AIM OF THE TASK
Write out the line that has "Highlight blue logo graphic." in it, along with each line that comes after it until the listing ends, and add nothing.

SOURCE INFORMATION
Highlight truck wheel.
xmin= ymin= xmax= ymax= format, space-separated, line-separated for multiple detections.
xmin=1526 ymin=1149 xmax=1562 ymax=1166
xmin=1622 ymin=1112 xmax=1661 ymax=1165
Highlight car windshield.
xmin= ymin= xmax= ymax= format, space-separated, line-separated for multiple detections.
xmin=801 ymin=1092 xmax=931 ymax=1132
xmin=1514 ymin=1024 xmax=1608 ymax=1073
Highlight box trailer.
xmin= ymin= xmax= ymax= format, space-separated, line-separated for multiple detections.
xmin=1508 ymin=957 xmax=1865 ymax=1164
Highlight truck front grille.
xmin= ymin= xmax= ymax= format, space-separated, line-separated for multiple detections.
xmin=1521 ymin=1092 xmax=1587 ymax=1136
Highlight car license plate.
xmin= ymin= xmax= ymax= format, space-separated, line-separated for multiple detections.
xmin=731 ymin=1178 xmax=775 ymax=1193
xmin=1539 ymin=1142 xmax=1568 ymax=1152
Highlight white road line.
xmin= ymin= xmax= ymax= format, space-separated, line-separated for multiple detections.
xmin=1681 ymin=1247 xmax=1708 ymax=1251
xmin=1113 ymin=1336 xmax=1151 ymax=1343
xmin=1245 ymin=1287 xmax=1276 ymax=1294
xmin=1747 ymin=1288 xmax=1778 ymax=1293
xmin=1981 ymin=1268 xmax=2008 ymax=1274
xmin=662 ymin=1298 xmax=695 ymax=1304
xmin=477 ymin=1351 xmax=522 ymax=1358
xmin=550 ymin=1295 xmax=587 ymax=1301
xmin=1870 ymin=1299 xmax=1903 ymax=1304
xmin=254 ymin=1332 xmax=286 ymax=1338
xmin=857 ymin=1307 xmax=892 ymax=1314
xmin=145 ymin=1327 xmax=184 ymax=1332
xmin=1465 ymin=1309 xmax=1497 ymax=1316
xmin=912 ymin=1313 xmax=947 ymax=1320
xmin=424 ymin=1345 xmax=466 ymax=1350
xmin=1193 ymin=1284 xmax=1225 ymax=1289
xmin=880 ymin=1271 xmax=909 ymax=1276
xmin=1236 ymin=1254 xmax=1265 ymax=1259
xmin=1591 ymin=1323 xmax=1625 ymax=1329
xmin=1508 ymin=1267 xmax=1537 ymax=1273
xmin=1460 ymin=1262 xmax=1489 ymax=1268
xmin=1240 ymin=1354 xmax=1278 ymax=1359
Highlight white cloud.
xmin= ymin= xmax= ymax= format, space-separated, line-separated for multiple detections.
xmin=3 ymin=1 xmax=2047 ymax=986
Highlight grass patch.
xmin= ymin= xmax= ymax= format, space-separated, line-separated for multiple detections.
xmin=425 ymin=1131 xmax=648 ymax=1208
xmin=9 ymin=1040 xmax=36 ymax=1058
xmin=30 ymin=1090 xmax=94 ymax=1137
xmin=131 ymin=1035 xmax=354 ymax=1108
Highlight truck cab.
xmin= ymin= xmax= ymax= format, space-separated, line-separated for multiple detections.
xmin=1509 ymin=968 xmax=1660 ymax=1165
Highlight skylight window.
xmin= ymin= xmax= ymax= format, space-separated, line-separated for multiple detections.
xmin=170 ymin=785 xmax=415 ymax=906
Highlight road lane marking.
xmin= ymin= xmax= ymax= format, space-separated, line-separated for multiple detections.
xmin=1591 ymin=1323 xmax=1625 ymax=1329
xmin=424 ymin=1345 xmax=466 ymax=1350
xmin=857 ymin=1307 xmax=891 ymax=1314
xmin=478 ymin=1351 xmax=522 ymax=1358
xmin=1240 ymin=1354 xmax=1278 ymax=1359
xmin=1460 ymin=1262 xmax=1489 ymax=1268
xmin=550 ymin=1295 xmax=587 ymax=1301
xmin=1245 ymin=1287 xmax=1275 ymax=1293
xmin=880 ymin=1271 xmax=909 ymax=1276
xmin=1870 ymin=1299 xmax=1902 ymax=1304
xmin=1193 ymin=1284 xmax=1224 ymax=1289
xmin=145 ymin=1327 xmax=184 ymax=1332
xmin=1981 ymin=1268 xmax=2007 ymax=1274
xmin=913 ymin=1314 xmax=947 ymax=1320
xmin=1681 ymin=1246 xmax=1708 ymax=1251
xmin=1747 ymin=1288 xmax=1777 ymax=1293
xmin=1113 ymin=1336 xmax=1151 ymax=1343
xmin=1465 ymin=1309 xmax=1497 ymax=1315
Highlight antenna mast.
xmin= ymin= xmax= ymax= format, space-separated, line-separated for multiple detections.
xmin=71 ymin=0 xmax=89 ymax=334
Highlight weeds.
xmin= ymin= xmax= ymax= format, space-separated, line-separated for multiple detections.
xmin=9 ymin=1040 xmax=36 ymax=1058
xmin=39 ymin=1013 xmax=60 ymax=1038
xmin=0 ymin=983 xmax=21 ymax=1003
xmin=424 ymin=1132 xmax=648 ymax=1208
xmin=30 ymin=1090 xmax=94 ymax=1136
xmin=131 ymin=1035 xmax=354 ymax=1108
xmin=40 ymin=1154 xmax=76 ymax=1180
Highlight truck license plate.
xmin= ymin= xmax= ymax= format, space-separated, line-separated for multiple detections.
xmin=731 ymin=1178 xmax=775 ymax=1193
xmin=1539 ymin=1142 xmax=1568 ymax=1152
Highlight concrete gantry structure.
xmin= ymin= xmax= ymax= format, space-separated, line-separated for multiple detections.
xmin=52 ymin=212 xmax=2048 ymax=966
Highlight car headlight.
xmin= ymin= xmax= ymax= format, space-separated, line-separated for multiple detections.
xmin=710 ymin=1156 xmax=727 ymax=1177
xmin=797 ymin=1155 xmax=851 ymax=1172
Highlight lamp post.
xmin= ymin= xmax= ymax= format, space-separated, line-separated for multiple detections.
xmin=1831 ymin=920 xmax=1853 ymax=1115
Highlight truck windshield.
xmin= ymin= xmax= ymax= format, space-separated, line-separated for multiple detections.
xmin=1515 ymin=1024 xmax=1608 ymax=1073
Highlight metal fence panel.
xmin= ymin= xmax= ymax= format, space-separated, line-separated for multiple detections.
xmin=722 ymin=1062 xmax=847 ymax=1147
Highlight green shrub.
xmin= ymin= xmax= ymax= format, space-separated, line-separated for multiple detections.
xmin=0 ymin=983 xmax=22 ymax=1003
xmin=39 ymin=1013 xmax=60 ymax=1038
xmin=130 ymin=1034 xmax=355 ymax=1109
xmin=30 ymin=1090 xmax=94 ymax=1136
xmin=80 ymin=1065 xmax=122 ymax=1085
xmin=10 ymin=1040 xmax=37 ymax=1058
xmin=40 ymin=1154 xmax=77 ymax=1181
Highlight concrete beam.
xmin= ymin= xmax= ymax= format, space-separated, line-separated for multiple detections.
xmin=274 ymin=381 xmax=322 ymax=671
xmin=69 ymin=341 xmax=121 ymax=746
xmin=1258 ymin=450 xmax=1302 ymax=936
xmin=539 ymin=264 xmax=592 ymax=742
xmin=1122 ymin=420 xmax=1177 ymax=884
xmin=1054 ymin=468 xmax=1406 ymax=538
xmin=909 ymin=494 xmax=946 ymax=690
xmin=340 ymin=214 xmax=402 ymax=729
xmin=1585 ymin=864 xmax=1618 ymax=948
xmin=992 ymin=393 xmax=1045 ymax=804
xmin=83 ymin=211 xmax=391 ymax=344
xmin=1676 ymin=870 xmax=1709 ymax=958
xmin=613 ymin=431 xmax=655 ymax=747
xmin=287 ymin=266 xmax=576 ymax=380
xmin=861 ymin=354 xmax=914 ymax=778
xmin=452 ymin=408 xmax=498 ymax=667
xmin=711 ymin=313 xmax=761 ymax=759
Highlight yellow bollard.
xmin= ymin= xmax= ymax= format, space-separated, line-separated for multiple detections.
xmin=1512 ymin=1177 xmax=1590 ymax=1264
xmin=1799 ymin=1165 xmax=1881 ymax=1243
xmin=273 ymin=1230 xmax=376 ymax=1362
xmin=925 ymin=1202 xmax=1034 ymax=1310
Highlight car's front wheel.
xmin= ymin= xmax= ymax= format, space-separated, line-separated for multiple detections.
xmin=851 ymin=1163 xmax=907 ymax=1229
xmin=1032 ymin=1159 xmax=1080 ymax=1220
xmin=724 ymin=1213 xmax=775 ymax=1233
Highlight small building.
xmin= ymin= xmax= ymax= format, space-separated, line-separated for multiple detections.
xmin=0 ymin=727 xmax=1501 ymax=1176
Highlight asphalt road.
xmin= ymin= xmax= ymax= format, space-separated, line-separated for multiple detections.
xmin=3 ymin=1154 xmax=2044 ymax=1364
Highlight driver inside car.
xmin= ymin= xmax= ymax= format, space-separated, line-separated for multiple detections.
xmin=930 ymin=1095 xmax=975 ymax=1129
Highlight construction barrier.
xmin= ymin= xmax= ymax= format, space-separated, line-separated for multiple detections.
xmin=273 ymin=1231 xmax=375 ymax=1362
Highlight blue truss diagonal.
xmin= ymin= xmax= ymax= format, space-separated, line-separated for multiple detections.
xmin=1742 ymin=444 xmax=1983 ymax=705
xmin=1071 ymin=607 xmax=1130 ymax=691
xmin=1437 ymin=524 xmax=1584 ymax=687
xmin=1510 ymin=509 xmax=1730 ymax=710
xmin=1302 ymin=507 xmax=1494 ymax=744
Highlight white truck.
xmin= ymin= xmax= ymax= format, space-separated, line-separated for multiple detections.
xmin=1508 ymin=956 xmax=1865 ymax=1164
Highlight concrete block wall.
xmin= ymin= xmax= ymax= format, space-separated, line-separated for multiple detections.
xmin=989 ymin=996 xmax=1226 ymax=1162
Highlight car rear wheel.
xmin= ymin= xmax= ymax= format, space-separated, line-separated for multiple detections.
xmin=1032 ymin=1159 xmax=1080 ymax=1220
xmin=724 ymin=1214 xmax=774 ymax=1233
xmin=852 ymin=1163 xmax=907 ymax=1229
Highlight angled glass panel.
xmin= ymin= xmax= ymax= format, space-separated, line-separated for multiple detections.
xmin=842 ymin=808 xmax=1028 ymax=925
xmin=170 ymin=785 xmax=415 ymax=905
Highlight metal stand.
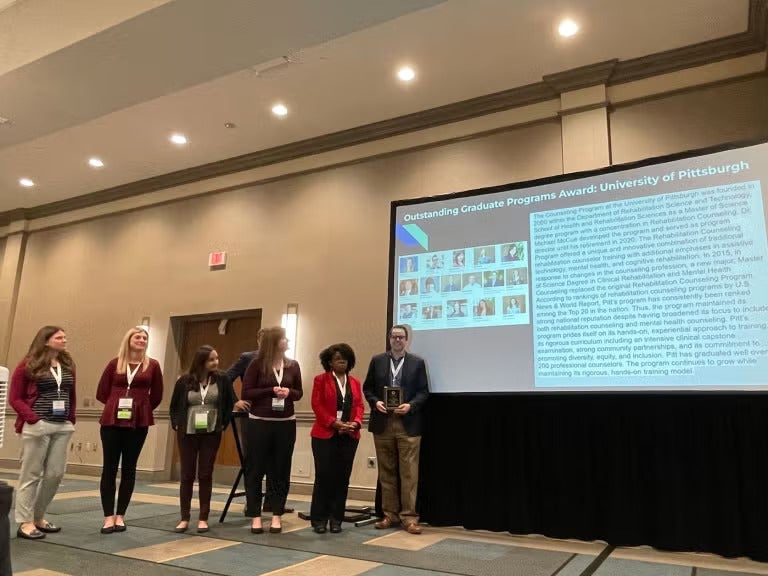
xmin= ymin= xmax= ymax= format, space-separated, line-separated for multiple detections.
xmin=219 ymin=413 xmax=247 ymax=523
xmin=297 ymin=505 xmax=375 ymax=525
xmin=298 ymin=481 xmax=381 ymax=527
xmin=355 ymin=480 xmax=382 ymax=527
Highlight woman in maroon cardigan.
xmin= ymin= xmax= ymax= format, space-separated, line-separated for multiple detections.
xmin=96 ymin=326 xmax=163 ymax=533
xmin=9 ymin=325 xmax=76 ymax=540
xmin=241 ymin=326 xmax=303 ymax=534
xmin=309 ymin=343 xmax=364 ymax=533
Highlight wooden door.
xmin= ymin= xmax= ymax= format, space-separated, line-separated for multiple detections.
xmin=173 ymin=313 xmax=261 ymax=471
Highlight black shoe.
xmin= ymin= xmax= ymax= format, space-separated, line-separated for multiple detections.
xmin=35 ymin=521 xmax=61 ymax=533
xmin=113 ymin=523 xmax=126 ymax=533
xmin=100 ymin=526 xmax=115 ymax=534
xmin=330 ymin=522 xmax=342 ymax=534
xmin=269 ymin=525 xmax=282 ymax=534
xmin=18 ymin=527 xmax=46 ymax=540
xmin=312 ymin=522 xmax=327 ymax=534
xmin=250 ymin=525 xmax=264 ymax=534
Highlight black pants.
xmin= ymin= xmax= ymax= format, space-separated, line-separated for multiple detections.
xmin=178 ymin=430 xmax=222 ymax=521
xmin=244 ymin=419 xmax=295 ymax=516
xmin=100 ymin=426 xmax=148 ymax=516
xmin=236 ymin=418 xmax=276 ymax=509
xmin=310 ymin=434 xmax=358 ymax=525
xmin=0 ymin=481 xmax=12 ymax=576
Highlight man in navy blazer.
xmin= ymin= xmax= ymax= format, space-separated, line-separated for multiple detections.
xmin=363 ymin=325 xmax=429 ymax=534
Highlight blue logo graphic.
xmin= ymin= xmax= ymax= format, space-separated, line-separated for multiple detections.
xmin=395 ymin=223 xmax=429 ymax=250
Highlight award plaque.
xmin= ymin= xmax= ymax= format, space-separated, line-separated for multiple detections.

EXPECTED ANSWER
Highlight blue logo graphic.
xmin= ymin= xmax= ymax= format, space-separated, line-separated for multiple detections.
xmin=395 ymin=223 xmax=429 ymax=250
Highlight award plaque.
xmin= ymin= xmax= ymax= format, space-separated, line-separated for multiple detections.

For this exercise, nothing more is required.